:: EXERCISE REQUIREMENTS ::
Would you print only the lines running from the one with "Target: knee" to the final line of the data below, word for word and without pictures?

(Items from a data source)
· · · · · · ·

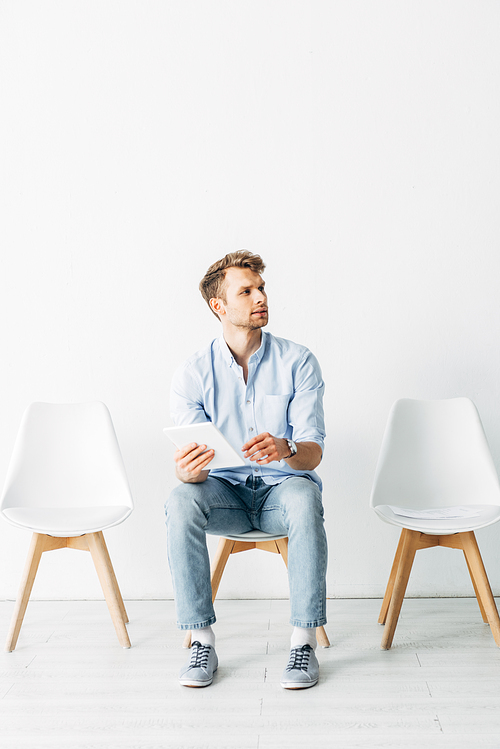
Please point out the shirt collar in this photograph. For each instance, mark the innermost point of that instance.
(256, 356)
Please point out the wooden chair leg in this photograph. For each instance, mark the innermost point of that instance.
(107, 578)
(481, 583)
(222, 554)
(27, 580)
(478, 597)
(410, 546)
(321, 636)
(114, 581)
(390, 585)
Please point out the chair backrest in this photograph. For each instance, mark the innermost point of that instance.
(435, 454)
(66, 455)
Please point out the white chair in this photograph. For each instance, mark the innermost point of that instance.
(435, 455)
(232, 544)
(67, 483)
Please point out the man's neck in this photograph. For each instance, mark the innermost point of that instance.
(243, 343)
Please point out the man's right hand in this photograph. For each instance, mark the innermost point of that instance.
(191, 464)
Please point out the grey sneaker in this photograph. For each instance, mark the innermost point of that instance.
(302, 670)
(199, 670)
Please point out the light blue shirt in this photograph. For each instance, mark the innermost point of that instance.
(283, 396)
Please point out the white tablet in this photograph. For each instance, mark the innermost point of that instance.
(207, 434)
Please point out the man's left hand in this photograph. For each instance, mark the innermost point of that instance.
(264, 448)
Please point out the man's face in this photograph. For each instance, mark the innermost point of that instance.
(245, 302)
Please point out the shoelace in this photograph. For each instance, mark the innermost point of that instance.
(299, 658)
(199, 655)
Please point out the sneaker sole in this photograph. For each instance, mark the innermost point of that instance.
(192, 683)
(297, 685)
(195, 683)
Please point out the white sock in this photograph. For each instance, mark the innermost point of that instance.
(303, 636)
(205, 636)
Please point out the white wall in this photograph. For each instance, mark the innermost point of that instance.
(353, 144)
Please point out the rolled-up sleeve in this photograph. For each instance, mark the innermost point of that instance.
(305, 410)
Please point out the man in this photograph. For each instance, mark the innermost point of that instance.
(265, 394)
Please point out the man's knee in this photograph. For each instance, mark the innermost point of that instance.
(301, 500)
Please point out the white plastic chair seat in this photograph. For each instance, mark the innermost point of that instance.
(488, 514)
(66, 522)
(254, 536)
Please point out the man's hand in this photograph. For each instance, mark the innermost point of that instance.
(191, 464)
(265, 448)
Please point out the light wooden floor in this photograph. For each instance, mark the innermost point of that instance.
(70, 685)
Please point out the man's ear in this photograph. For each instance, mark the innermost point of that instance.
(217, 306)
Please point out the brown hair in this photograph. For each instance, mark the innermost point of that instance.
(212, 283)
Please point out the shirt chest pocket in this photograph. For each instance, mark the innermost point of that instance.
(272, 414)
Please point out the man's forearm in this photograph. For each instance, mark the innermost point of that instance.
(307, 457)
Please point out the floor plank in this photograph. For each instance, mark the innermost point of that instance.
(69, 684)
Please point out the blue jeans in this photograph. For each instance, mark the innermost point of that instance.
(215, 506)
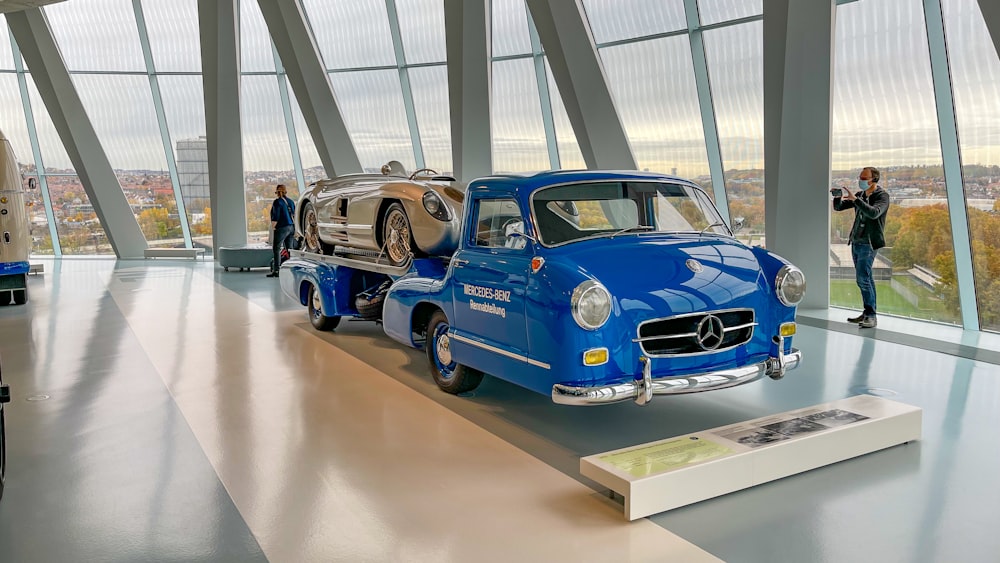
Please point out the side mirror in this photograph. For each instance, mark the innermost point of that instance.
(737, 224)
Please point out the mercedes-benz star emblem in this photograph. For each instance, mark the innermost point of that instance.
(710, 332)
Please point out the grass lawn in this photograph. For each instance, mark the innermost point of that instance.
(845, 293)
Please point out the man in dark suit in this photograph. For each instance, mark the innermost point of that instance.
(870, 204)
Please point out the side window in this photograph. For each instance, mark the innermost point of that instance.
(496, 220)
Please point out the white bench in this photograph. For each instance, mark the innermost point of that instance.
(174, 253)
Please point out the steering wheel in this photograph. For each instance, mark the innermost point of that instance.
(417, 172)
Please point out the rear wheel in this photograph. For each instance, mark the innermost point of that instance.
(396, 235)
(310, 229)
(316, 316)
(450, 376)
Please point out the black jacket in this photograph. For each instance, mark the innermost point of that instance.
(869, 217)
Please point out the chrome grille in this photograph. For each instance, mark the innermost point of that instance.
(696, 333)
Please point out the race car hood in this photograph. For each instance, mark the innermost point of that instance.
(664, 275)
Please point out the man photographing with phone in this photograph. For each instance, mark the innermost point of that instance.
(870, 204)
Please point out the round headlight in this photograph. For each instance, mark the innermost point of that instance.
(790, 285)
(591, 305)
(435, 207)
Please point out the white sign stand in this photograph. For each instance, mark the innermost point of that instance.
(667, 474)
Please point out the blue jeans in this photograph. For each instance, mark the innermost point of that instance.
(864, 257)
(282, 236)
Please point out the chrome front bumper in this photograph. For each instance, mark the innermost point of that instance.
(642, 391)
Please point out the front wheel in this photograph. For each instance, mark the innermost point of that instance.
(316, 316)
(450, 376)
(310, 229)
(396, 235)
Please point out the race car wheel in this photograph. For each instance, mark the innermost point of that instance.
(450, 376)
(310, 229)
(396, 236)
(316, 316)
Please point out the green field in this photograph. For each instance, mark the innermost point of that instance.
(845, 293)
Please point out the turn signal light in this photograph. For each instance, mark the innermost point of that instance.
(595, 357)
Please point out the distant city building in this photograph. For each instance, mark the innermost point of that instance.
(192, 169)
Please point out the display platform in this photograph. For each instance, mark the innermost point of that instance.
(667, 474)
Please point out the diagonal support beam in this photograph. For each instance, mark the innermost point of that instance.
(468, 41)
(219, 23)
(303, 64)
(577, 70)
(798, 118)
(48, 70)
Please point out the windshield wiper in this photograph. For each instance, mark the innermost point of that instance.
(635, 228)
(716, 224)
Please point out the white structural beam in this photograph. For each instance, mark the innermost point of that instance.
(55, 86)
(219, 22)
(313, 91)
(469, 45)
(578, 72)
(951, 156)
(991, 13)
(798, 94)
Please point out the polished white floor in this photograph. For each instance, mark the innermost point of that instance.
(194, 414)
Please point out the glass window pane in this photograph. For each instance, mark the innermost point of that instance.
(715, 11)
(510, 28)
(54, 154)
(184, 107)
(15, 130)
(421, 25)
(6, 53)
(884, 116)
(612, 20)
(76, 223)
(570, 157)
(430, 101)
(518, 133)
(255, 40)
(80, 232)
(653, 86)
(174, 37)
(121, 110)
(736, 68)
(267, 156)
(97, 35)
(975, 72)
(351, 34)
(312, 166)
(372, 105)
(12, 118)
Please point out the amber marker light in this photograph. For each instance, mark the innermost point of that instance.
(536, 264)
(595, 357)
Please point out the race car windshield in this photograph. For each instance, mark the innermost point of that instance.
(574, 212)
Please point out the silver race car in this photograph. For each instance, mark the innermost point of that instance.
(388, 215)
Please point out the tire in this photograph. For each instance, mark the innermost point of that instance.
(310, 230)
(316, 316)
(450, 377)
(397, 238)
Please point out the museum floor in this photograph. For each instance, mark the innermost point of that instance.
(170, 411)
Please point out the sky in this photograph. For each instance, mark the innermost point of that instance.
(883, 111)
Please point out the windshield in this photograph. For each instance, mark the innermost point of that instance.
(569, 213)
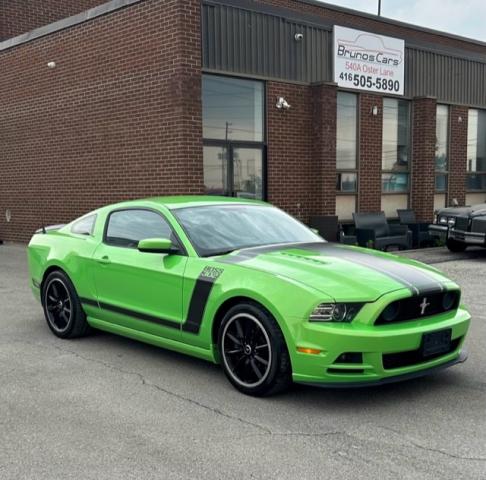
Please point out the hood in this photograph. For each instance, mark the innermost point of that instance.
(341, 272)
(475, 210)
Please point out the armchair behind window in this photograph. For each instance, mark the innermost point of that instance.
(420, 231)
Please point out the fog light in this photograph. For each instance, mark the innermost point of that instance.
(391, 312)
(350, 357)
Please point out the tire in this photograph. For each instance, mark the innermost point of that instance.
(62, 308)
(455, 246)
(253, 352)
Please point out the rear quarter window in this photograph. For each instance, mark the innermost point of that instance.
(84, 226)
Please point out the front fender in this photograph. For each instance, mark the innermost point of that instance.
(288, 301)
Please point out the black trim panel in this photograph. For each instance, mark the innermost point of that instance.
(199, 299)
(197, 306)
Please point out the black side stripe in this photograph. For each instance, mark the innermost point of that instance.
(199, 299)
(197, 305)
(131, 313)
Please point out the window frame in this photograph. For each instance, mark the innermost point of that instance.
(180, 245)
(481, 173)
(355, 171)
(230, 145)
(448, 140)
(408, 171)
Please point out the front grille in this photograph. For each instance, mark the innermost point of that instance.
(461, 223)
(414, 357)
(419, 306)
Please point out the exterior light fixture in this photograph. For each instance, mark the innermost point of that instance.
(282, 104)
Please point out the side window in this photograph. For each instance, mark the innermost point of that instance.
(127, 227)
(84, 226)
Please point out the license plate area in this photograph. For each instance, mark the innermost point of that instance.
(435, 343)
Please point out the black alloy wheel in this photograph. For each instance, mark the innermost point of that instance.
(62, 308)
(253, 351)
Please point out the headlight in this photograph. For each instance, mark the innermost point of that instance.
(335, 312)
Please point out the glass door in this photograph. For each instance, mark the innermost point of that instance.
(247, 172)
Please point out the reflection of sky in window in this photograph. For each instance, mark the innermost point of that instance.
(136, 225)
(396, 126)
(232, 109)
(442, 123)
(346, 131)
(476, 141)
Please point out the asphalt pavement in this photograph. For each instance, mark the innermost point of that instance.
(106, 407)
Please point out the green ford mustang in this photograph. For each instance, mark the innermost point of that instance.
(241, 283)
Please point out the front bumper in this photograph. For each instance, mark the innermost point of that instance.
(471, 238)
(376, 344)
(394, 379)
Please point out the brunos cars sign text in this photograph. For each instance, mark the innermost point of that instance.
(368, 61)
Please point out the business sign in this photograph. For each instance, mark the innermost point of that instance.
(367, 61)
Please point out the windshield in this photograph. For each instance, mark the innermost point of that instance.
(219, 229)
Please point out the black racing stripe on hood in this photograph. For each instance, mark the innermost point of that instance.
(418, 281)
(249, 253)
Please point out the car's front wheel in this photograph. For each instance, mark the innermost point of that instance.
(253, 352)
(455, 246)
(62, 308)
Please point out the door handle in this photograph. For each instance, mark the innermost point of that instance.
(105, 260)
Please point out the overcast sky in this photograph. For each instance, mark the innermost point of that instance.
(461, 17)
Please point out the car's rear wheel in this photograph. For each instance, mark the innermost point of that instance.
(254, 355)
(62, 308)
(455, 246)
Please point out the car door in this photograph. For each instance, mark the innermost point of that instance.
(137, 290)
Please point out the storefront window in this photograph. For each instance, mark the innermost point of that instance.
(476, 151)
(232, 109)
(346, 154)
(395, 155)
(233, 131)
(441, 148)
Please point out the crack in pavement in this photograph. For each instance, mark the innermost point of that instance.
(431, 449)
(145, 382)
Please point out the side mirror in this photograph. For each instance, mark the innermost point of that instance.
(156, 245)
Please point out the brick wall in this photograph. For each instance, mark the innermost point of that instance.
(324, 114)
(370, 146)
(458, 153)
(301, 149)
(119, 117)
(289, 149)
(20, 16)
(423, 158)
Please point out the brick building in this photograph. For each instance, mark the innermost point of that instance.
(133, 98)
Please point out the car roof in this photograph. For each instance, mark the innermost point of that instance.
(184, 201)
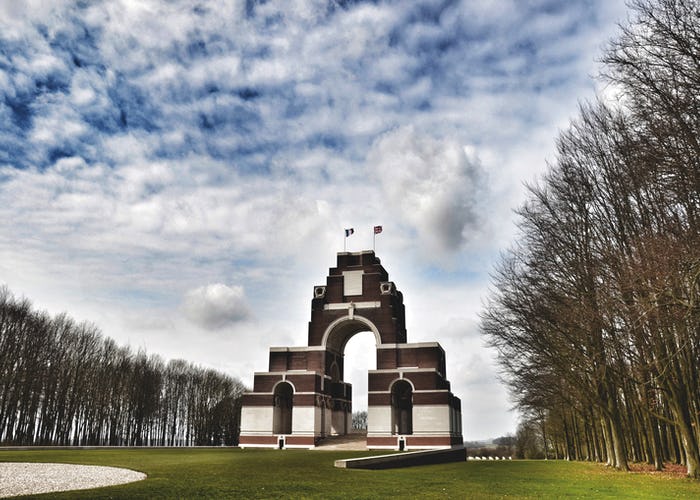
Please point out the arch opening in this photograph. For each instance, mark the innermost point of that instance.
(283, 406)
(359, 356)
(343, 329)
(402, 408)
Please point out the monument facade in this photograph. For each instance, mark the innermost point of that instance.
(303, 398)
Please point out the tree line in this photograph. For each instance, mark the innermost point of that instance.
(63, 383)
(595, 310)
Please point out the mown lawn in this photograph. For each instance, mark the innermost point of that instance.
(234, 473)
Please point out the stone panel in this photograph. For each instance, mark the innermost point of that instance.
(265, 383)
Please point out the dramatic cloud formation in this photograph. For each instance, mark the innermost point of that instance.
(215, 306)
(151, 151)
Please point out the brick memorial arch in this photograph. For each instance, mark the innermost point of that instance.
(303, 399)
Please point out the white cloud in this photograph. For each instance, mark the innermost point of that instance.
(148, 148)
(432, 185)
(216, 306)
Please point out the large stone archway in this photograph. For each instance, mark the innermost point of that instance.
(409, 400)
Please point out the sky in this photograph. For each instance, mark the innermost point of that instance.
(181, 172)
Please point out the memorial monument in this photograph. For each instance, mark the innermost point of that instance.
(303, 398)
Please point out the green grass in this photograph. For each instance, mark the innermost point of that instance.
(234, 473)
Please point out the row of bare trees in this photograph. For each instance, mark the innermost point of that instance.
(63, 383)
(595, 311)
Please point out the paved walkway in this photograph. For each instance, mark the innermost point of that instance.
(18, 478)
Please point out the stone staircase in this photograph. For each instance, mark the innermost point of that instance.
(354, 441)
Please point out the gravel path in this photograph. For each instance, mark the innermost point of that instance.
(31, 478)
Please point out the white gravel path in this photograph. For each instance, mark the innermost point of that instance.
(32, 478)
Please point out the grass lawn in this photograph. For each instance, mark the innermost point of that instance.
(250, 473)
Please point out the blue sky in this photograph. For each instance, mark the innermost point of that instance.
(181, 172)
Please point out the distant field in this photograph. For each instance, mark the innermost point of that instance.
(234, 473)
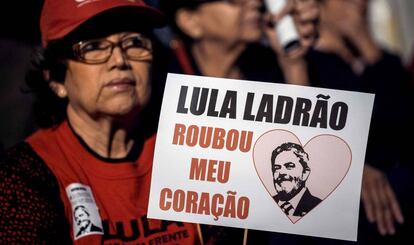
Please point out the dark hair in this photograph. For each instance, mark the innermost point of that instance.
(297, 150)
(170, 8)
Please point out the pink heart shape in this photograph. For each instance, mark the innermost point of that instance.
(329, 160)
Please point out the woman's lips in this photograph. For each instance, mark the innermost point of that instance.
(121, 83)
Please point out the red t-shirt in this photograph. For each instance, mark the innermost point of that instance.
(106, 203)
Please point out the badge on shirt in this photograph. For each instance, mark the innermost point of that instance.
(85, 214)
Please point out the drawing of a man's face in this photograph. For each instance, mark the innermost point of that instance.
(289, 174)
(82, 217)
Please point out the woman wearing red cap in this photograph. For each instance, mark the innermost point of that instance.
(84, 177)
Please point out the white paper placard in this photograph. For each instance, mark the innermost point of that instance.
(213, 156)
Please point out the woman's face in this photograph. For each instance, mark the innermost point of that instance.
(231, 21)
(113, 88)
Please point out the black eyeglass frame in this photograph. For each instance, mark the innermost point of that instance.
(79, 55)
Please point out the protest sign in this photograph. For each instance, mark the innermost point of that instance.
(263, 156)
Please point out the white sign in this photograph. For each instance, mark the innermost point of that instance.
(262, 156)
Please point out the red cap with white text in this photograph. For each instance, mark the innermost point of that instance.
(60, 17)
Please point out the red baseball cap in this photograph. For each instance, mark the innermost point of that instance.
(60, 17)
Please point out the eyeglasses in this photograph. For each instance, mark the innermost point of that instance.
(235, 2)
(98, 51)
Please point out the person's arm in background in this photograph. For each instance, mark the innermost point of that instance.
(293, 64)
(382, 77)
(31, 210)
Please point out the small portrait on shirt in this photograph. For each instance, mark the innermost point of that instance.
(83, 222)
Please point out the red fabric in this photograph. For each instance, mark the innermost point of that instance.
(60, 17)
(121, 190)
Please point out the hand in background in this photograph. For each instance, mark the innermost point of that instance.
(306, 15)
(380, 203)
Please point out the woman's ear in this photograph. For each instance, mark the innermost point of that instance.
(59, 89)
(189, 22)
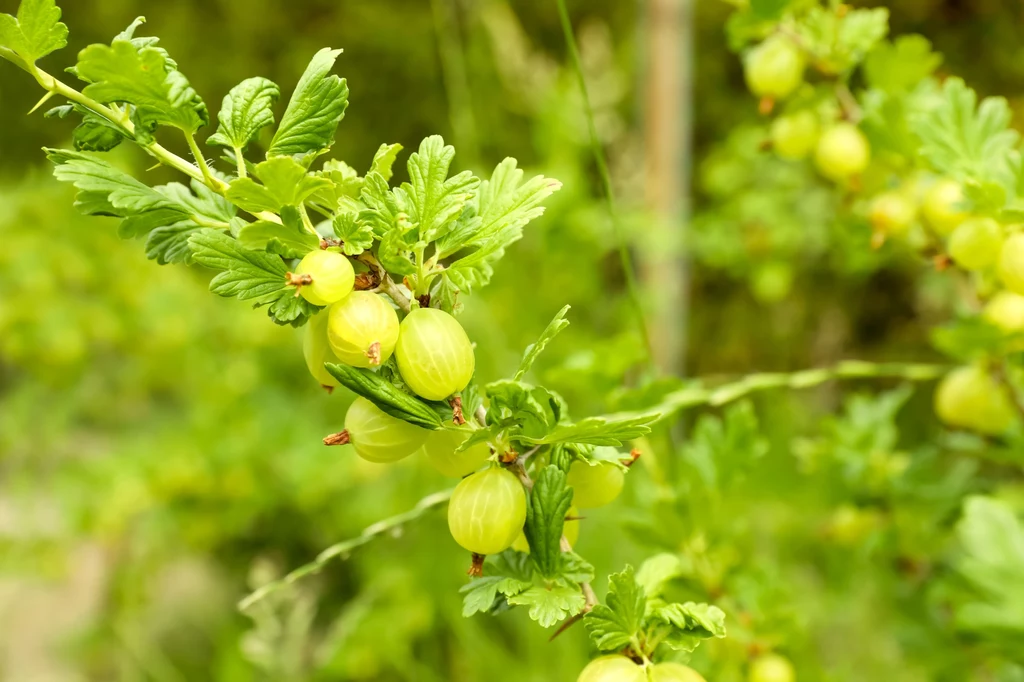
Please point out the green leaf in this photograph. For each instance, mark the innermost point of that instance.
(161, 95)
(898, 66)
(290, 241)
(549, 502)
(285, 182)
(657, 570)
(36, 32)
(431, 199)
(493, 221)
(385, 395)
(249, 274)
(247, 109)
(507, 574)
(962, 137)
(607, 430)
(550, 332)
(550, 605)
(616, 624)
(316, 107)
(384, 160)
(356, 236)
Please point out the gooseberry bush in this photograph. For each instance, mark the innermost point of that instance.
(375, 273)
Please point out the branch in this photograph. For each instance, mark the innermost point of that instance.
(344, 548)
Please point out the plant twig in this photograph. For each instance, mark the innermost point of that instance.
(344, 548)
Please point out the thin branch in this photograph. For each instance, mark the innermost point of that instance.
(341, 550)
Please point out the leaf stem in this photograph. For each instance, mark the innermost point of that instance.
(602, 167)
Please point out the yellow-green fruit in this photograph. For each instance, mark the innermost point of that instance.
(363, 329)
(775, 68)
(435, 356)
(670, 672)
(570, 529)
(487, 511)
(331, 276)
(1006, 310)
(595, 485)
(892, 213)
(1012, 263)
(976, 244)
(378, 436)
(772, 668)
(316, 350)
(612, 669)
(842, 152)
(440, 452)
(793, 136)
(969, 397)
(942, 207)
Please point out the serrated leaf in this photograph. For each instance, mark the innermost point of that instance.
(36, 31)
(314, 111)
(493, 221)
(385, 395)
(607, 430)
(962, 137)
(898, 66)
(549, 502)
(551, 605)
(535, 349)
(160, 94)
(247, 274)
(356, 236)
(247, 109)
(285, 182)
(431, 199)
(615, 624)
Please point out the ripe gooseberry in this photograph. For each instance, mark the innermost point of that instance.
(969, 397)
(316, 350)
(435, 356)
(794, 135)
(892, 213)
(594, 485)
(673, 672)
(942, 207)
(440, 452)
(842, 152)
(976, 244)
(1012, 263)
(775, 68)
(324, 278)
(487, 511)
(378, 436)
(363, 329)
(772, 668)
(612, 669)
(570, 529)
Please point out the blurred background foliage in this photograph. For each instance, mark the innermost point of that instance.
(160, 448)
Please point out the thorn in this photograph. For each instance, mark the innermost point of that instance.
(46, 98)
(340, 438)
(374, 353)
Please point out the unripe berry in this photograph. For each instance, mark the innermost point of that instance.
(594, 485)
(775, 68)
(793, 136)
(969, 397)
(435, 356)
(976, 244)
(942, 207)
(487, 511)
(842, 153)
(363, 329)
(324, 278)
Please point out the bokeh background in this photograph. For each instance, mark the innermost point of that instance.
(160, 449)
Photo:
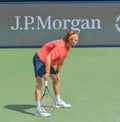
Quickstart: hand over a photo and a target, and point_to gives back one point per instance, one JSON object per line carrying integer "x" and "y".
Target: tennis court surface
{"x": 90, "y": 81}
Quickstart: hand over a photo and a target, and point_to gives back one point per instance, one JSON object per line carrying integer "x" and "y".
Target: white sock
{"x": 57, "y": 98}
{"x": 38, "y": 104}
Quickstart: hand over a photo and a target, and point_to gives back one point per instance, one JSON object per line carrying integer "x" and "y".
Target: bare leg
{"x": 56, "y": 85}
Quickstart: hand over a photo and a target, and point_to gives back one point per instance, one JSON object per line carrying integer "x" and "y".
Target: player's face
{"x": 73, "y": 39}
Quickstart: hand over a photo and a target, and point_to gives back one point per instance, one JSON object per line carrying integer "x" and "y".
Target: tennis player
{"x": 48, "y": 62}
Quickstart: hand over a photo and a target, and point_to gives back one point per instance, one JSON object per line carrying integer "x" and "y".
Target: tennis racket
{"x": 47, "y": 100}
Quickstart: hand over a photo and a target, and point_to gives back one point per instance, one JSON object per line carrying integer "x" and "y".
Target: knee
{"x": 53, "y": 77}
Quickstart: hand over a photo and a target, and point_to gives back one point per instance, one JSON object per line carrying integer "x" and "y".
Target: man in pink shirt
{"x": 52, "y": 54}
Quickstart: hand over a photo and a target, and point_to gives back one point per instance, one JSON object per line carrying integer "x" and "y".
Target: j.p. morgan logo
{"x": 49, "y": 23}
{"x": 117, "y": 23}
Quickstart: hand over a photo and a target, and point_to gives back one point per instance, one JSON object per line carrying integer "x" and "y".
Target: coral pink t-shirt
{"x": 56, "y": 49}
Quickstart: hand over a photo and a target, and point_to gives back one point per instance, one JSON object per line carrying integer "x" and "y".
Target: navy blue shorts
{"x": 39, "y": 67}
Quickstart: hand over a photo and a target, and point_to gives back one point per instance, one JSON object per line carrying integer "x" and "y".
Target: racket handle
{"x": 46, "y": 83}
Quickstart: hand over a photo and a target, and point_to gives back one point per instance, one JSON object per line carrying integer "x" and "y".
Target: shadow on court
{"x": 20, "y": 108}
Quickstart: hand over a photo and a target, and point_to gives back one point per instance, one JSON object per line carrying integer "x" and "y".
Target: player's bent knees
{"x": 53, "y": 77}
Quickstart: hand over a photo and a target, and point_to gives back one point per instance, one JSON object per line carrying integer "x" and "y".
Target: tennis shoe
{"x": 40, "y": 112}
{"x": 62, "y": 104}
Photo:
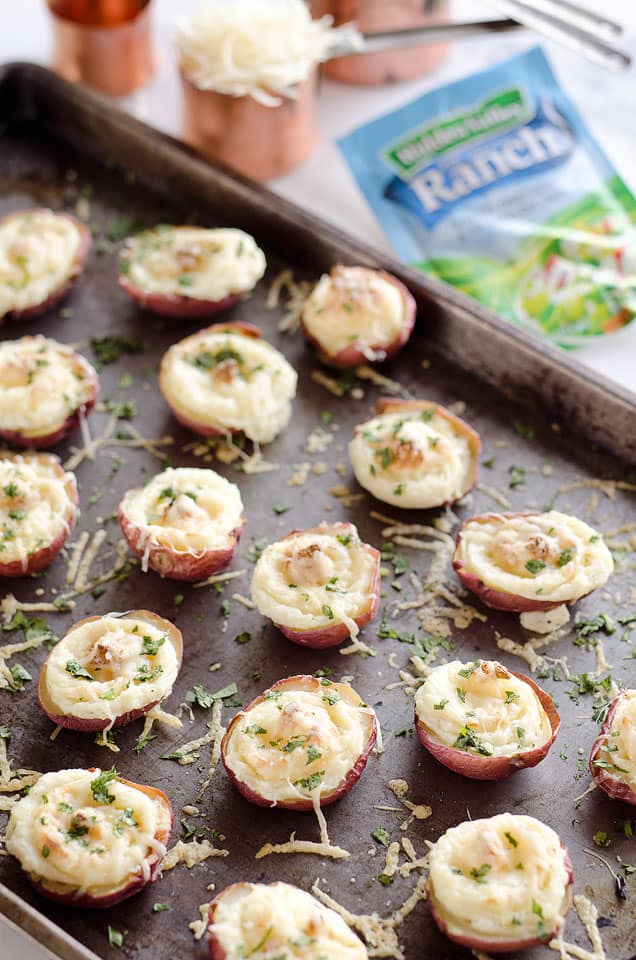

· · · · · · ·

:: ANSWER SECTION ::
Target: knee
{"x": 53, "y": 77}
Quickstart: hand over a photo and a target, and point_to gives back one point per instance, one JSON object per line carrying integer "x" and "y".
Target: man in pink shirt
{"x": 52, "y": 54}
Quickstart: hand over a photo and a target, and point_to gives back one point per instance, one JSON object per line carrying integer "x" and "y".
Target: j.p. morgan logo
{"x": 49, "y": 23}
{"x": 117, "y": 23}
Quickstart: hand over a photo and a target, and point_to gives back one point per instance, one JSON object per line carrying integer "x" and "y".
Target: coral pink t-shirt
{"x": 56, "y": 49}
Quickstart: hand over a photo and a target, and point_to gives back one point per instance, one JSON object per line carrying integer "x" and "y".
Target: navy blue shorts
{"x": 39, "y": 67}
Quickstart: hand over a photo and a target, and point_to gives back one point per instance, one JSON object per line carrying integer "x" and "y".
Target: racket handle
{"x": 46, "y": 83}
Quickstart: hand over a photo and a target, and point_to gives back one point per instance, one JSON object per line carrying integer "x" and "y".
Target: shadow on court
{"x": 20, "y": 108}
Quickstart: hand over a photo and a target, and point_to gives back one point per instance, one JSON object per line carrying integer "x" and "y".
Target: player's bent knees
{"x": 53, "y": 77}
Quickstart: hand over a photo and a target, and point_to gives back one point per instance, one JSON object per line carrying integer "x" and "y".
Target: tennis shoe
{"x": 40, "y": 112}
{"x": 62, "y": 104}
Photo:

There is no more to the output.